__What is expected__
Reproduce every entry below verbatim, line for line.

-- Begin Given records --

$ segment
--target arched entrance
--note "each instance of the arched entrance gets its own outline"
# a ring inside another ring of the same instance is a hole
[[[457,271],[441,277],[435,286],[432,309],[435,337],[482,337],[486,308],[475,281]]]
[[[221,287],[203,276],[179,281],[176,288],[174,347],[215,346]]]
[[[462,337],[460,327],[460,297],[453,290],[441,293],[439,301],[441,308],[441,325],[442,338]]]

-- End Given records --

__Solution to the problem__
$ segment
--target arched entrance
--note "each instance of the arched entrance gets its own outline"
# a ring inside another ring of the same instance is a hole
[[[457,271],[441,277],[435,286],[432,309],[435,337],[482,337],[486,308],[475,281]]]
[[[221,287],[203,276],[179,281],[176,288],[174,347],[215,346]]]
[[[462,337],[460,327],[460,297],[453,290],[441,293],[439,301],[441,308],[441,325],[442,338]]]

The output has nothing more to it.